• _INPUT_:

____

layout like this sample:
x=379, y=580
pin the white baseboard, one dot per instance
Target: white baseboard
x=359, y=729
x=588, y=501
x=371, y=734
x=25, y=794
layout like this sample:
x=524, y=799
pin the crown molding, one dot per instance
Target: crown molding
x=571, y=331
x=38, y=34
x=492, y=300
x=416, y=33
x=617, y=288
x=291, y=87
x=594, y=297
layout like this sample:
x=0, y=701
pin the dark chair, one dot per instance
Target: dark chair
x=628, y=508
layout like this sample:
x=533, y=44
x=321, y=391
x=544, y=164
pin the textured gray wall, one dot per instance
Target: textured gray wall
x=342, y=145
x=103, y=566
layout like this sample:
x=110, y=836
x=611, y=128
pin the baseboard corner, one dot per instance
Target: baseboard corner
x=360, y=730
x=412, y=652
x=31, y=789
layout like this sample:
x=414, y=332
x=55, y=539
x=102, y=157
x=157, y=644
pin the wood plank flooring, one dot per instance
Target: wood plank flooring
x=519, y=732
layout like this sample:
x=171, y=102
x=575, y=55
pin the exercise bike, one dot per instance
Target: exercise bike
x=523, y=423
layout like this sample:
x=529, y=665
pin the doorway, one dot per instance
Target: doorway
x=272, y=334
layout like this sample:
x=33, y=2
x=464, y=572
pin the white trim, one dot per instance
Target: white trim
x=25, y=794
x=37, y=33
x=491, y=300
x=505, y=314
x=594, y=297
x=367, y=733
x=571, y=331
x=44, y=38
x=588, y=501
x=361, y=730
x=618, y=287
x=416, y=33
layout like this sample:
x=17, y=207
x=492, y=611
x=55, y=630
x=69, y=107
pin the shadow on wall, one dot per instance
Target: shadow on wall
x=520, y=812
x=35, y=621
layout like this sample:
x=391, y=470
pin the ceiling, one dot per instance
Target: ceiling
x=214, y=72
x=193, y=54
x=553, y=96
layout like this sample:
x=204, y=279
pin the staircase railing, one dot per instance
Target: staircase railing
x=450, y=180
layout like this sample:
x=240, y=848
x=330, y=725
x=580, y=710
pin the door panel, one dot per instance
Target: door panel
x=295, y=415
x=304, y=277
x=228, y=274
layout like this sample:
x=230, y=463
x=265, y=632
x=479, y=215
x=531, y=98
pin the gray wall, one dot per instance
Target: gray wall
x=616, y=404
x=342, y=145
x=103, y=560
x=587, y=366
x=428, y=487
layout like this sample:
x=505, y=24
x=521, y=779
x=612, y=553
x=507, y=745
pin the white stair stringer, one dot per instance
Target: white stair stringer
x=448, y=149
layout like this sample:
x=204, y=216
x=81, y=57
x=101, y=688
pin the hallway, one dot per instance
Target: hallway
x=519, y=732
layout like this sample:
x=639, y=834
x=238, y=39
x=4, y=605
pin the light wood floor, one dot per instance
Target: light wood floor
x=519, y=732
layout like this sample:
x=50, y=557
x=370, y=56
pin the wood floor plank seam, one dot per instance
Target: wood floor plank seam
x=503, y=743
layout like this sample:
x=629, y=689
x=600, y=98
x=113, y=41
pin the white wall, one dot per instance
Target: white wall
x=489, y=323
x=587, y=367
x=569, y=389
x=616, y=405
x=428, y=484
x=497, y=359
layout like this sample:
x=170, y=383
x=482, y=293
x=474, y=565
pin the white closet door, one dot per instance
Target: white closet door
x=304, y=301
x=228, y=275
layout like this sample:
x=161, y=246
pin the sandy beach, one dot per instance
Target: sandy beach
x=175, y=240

____

• _OBJECTIVE_:
Return all of the lines above as a JSON list of strings, one string per line, omitting any blank lines.

• _OUTPUT BELOW_:
[
  "layout like this sample:",
  "x=379, y=580",
  "pin the white baseboard, one dot per instance",
  "Target: white baseboard",
  "x=359, y=729",
  "x=588, y=501",
  "x=371, y=734",
  "x=25, y=794",
  "layout like this sample:",
  "x=524, y=799",
  "pin the crown molding, one dot per instance",
  "Target: crown molding",
  "x=571, y=331",
  "x=38, y=34",
  "x=492, y=300",
  "x=416, y=33",
  "x=617, y=288",
  "x=291, y=87",
  "x=594, y=297",
  "layout like this sample:",
  "x=0, y=701",
  "pin the dark chair, one dot per instance",
  "Target: dark chair",
  "x=628, y=508",
  "layout like this sample:",
  "x=533, y=44",
  "x=321, y=391",
  "x=544, y=164",
  "pin the textured gray wall, one dot per instance",
  "Target: textured gray wall",
  "x=342, y=145",
  "x=103, y=566",
  "layout like this sample:",
  "x=110, y=836",
  "x=611, y=128",
  "pin the baseboard corner, one dot per instance",
  "Target: baseboard corner",
  "x=360, y=730",
  "x=412, y=652",
  "x=31, y=789",
  "layout like this sample:",
  "x=414, y=332",
  "x=55, y=539",
  "x=102, y=157",
  "x=157, y=644",
  "pin the wood plank flooring, one dot per instance",
  "Target: wood plank flooring",
  "x=519, y=732",
  "layout like this sample:",
  "x=171, y=102",
  "x=575, y=55",
  "pin the exercise bike, one dot per instance",
  "Target: exercise bike",
  "x=523, y=423",
  "layout like this sample:",
  "x=529, y=665",
  "pin the doorway, one dot per instance",
  "Target: doorway",
  "x=272, y=334",
  "layout like this sample:",
  "x=33, y=2",
  "x=464, y=572",
  "pin the white trim, one dot per instance",
  "Target: white trim",
  "x=25, y=794",
  "x=37, y=33",
  "x=491, y=300",
  "x=505, y=314",
  "x=594, y=297",
  "x=367, y=733",
  "x=571, y=331",
  "x=44, y=38",
  "x=588, y=501",
  "x=361, y=730",
  "x=618, y=287",
  "x=416, y=33",
  "layout like this sample:",
  "x=17, y=207",
  "x=492, y=611",
  "x=55, y=630",
  "x=69, y=107",
  "pin the shadow on wall, one dot per instance",
  "Target: shadow on wall",
  "x=520, y=812",
  "x=35, y=621",
  "layout like this sample:",
  "x=391, y=470",
  "pin the ceiling, one dot per instance",
  "Target: ceiling",
  "x=214, y=72",
  "x=193, y=54",
  "x=553, y=96",
  "layout like this sample:",
  "x=204, y=279",
  "pin the staircase railing, one dot per instance",
  "Target: staircase railing",
  "x=450, y=180",
  "layout like this sample:",
  "x=240, y=848",
  "x=330, y=725",
  "x=580, y=710",
  "pin the door panel, one dot per instance",
  "Target: door panel",
  "x=295, y=415",
  "x=304, y=277",
  "x=228, y=274",
  "layout like this sample:",
  "x=230, y=463",
  "x=265, y=632",
  "x=479, y=215",
  "x=531, y=98",
  "pin the gray wall, one dot per instance",
  "Target: gray wall",
  "x=616, y=404",
  "x=342, y=145",
  "x=103, y=560",
  "x=587, y=366",
  "x=428, y=487",
  "layout like this sample:",
  "x=505, y=24",
  "x=521, y=779",
  "x=612, y=553",
  "x=507, y=745",
  "pin the white stair stringer, one dot per instance",
  "Target: white stair stringer",
  "x=448, y=149",
  "layout like this sample:",
  "x=204, y=216",
  "x=81, y=57",
  "x=101, y=688",
  "pin the hallway, one dot per instance",
  "Target: hallway",
  "x=519, y=732",
  "layout like this sample:",
  "x=639, y=834",
  "x=238, y=39",
  "x=4, y=605",
  "pin the light wood floor, one dot per instance",
  "Target: light wood floor",
  "x=519, y=732",
  "layout like this sample:",
  "x=50, y=557",
  "x=370, y=56",
  "pin the wood floor plank seam, one dot per instance",
  "Target: wood floor plank seam",
  "x=503, y=743",
  "layout like this sample:",
  "x=629, y=689",
  "x=600, y=98",
  "x=113, y=41",
  "pin the white wall, one dot per instance",
  "Target: white wall",
  "x=489, y=323",
  "x=587, y=367",
  "x=569, y=389",
  "x=616, y=405",
  "x=428, y=484",
  "x=497, y=359",
  "layout like this sample:",
  "x=170, y=383",
  "x=482, y=293",
  "x=474, y=565",
  "pin the white closet door, one dot per instance",
  "Target: white closet door",
  "x=304, y=301",
  "x=228, y=275",
  "layout like this sample:",
  "x=161, y=246",
  "pin the sandy beach, one dot per instance",
  "Target: sandy beach",
  "x=175, y=240"
]